WORKING DATA:
╔══

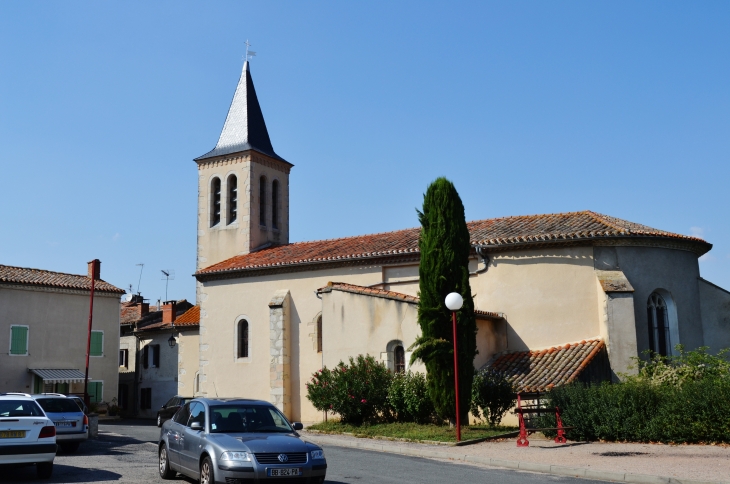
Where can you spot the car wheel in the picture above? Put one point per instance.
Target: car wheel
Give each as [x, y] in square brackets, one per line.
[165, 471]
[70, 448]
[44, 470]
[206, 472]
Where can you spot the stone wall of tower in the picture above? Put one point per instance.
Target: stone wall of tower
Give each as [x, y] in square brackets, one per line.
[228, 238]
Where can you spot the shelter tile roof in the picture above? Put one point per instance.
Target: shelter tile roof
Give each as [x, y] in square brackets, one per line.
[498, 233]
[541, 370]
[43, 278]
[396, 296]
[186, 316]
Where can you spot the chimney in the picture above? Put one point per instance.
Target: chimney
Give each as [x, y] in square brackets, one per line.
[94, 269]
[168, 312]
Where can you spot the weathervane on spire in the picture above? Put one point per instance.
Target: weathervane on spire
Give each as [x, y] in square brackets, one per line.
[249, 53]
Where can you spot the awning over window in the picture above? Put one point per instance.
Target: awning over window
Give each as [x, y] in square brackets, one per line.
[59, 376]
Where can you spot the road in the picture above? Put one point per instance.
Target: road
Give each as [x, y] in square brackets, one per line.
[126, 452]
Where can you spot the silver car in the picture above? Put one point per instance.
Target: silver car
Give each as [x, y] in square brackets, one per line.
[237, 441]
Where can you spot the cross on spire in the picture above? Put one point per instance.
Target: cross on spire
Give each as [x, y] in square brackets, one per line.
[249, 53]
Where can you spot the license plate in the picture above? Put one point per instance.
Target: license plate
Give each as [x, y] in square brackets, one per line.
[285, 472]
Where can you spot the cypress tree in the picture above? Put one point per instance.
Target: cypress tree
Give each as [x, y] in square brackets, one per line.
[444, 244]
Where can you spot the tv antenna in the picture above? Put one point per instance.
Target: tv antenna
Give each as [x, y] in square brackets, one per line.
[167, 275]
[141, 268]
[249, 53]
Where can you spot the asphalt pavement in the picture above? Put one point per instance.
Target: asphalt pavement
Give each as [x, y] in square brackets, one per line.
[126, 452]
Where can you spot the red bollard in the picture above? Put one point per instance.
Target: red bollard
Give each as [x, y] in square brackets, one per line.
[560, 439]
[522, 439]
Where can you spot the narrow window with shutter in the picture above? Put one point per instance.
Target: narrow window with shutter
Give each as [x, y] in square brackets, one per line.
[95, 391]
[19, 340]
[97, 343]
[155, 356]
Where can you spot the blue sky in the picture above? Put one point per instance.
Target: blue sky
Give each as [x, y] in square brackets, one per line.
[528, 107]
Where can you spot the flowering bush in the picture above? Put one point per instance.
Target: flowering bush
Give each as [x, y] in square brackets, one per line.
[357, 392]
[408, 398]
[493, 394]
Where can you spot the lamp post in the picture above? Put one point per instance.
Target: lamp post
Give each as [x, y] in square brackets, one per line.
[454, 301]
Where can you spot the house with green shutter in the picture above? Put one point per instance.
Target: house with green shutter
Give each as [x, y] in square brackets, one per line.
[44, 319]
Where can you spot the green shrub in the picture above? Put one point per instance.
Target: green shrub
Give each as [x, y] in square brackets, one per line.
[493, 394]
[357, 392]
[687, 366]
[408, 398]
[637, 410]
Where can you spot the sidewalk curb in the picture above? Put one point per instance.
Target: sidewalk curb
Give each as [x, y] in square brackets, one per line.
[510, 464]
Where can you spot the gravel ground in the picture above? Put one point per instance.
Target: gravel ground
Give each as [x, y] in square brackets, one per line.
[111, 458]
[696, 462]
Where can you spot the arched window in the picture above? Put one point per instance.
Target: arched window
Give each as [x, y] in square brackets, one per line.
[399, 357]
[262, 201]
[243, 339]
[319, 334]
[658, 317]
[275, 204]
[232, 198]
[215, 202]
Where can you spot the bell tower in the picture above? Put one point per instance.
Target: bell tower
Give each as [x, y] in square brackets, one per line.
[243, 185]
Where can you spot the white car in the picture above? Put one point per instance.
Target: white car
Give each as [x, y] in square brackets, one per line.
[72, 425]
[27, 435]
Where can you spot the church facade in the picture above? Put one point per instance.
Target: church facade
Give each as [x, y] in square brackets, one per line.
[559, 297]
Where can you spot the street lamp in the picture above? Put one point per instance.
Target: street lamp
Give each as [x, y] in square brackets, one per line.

╚══

Output every line of the records above as a numbered list, skipping blank lines and leaving out the pictures.

1. Where can you spot the car wheel in the picture above? Put one point per instance.
2. Target: car wheel
3. Give each as [x, y] in square brackets, one per line.
4. [165, 471]
5. [70, 448]
6. [44, 470]
7. [206, 472]
8. Where can you spot the stone wall of tower in the picture above? Put one point per instance.
9. Target: stone wall of tower
10. Give each as [x, y] in square brackets, one per line.
11. [228, 238]
12. Where can you spot the shelter tile roof in the picture above? Put one point per instance.
13. Target: shelter tile roof
14. Give each as [x, y] in square brackets, one per line.
15. [498, 233]
16. [541, 370]
17. [43, 278]
18. [396, 296]
19. [186, 316]
20. Where can you spot the chimney in the picture above? Put one point per instance.
21. Target: chimney
22. Give each as [x, y] in square brackets, one per line.
23. [94, 269]
24. [168, 312]
25. Where can you spot the weathervane on spire in the picture above? Put one point per instance.
26. Target: weathervane on spire
27. Give each as [x, y] in square brackets, one per line.
28. [249, 53]
29. Where can you spot the awning over window in the picture above? Put one point per instance.
30. Target: awning over window
31. Give each as [x, y] in square brackets, one per line.
32. [59, 376]
33. Where can you spot the road in the picture above? Put one point per instance.
34. Target: road
35. Give each as [x, y] in square brackets, one per line.
36. [126, 452]
37. Where can you spot the silver car in the picture above? Put one point per instance.
38. Target: silver car
39. Give each as [x, y] in square brackets, one per line.
40. [237, 441]
41. Where can you spot the cross on spire in the picture above? Put one point per instance.
42. Target: cross on spire
43. Give each as [x, y] in square brackets, one per line.
44. [249, 53]
45. Where can you spot the license plate in the picture above? Put one point per instance.
46. Target: license plate
47. Give each as [x, y] in square brackets, one per line.
48. [285, 472]
49. Where can you spot the cypress tree in the picture above? Put one point per instance.
50. Target: cypress tree
51. Give each as [x, y] in square brackets, one per line.
52. [444, 244]
53. Where can you spot the tv antenna in the picture above? Put one point per instance.
54. Target: tv antenna
55. Give each as [x, y] in square brackets, one per line.
56. [167, 275]
57. [141, 268]
58. [249, 53]
59. Where can you spot the asphalt pavement in the picture above? Put one point per instance.
60. Target: asphalt pavement
61. Give each as [x, y] in square brackets, one per line.
62. [126, 452]
63. Where can you spot the red bollard in the picture above? Put one point per instance.
64. Target: red bollard
65. Give each as [x, y] in square brackets, one per line.
66. [560, 439]
67. [522, 439]
68. Where can you spot the narrow window with shutter in the picture above? Put one point per instance.
69. Target: narrow window with shutter
70. Give each as [x, y] in square brackets, one per line.
71. [95, 391]
72. [19, 340]
73. [97, 343]
74. [155, 356]
75. Where can you spot the blue sky in the picture above? Put one point per instance.
76. Target: blue sky
77. Give each as [x, y] in square brackets, one per line.
78. [528, 107]
79. Where can you spot the flowering bush in the picture above? Put one point per instance.
80. Target: flowering bush
81. Give each as [x, y] in square brackets, one per line.
82. [357, 392]
83. [408, 398]
84. [493, 394]
85. Where can you spot the lamp post in the picture above? Put one point per instance.
86. Target: lamp post
87. Give each as [x, y] in square brackets, one per line.
88. [454, 301]
89. Where can you spot the house with green shutter in the picture above? Put one point per instance.
90. Target: house with green shutter
91. Give each as [x, y] in square brackets, one per line.
92. [44, 319]
93. Where can you spot the green shrub in the picture above? Put one point per instance.
94. Target: green shrub
95. Give each as [x, y] in square brackets, one per line.
96. [493, 394]
97. [357, 392]
98. [687, 366]
99. [408, 398]
100. [637, 410]
101. Where can you spot the sidewalk curb in the picture above? Put one point per instance.
102. Target: sidewalk curb
103. Give each as [x, y] in square brackets, one per line.
104. [510, 464]
105. Where can you spot the gravel ground in the picture above? Put one point per instance.
106. Target: gravel ground
107. Give each as [x, y] in square brackets, one per line.
108. [111, 458]
109. [696, 462]
110. Where can you spot the arched window in the picture above? Put one point per instance.
111. Target: arched window
112. Give each as [x, y] in square brackets, one per line.
113. [399, 357]
114. [262, 201]
115. [243, 339]
116. [319, 334]
117. [658, 317]
118. [275, 204]
119. [232, 198]
120. [215, 202]
121. Where can you spot the bell tower in the picture above? Put one point per instance.
122. Target: bell tower
123. Give each as [x, y] in square brackets, one per line.
124. [243, 185]
125. Where can you spot the white car in the picture above? Put one point per instance.
126. Target: white car
127. Give each as [x, y] in square brackets, one per line.
128. [72, 425]
129. [27, 435]
130. Where can you spot the church facade in the picture above? Put one point per instance.
131. Target: church facade
132. Give each as [x, y] in square brackets, one per line.
133. [559, 297]
134. Where can you spot the street lamp in the picture above? Put one point per instance.
135. Target: street lamp
136. Give each as [x, y] in square brackets, one per line.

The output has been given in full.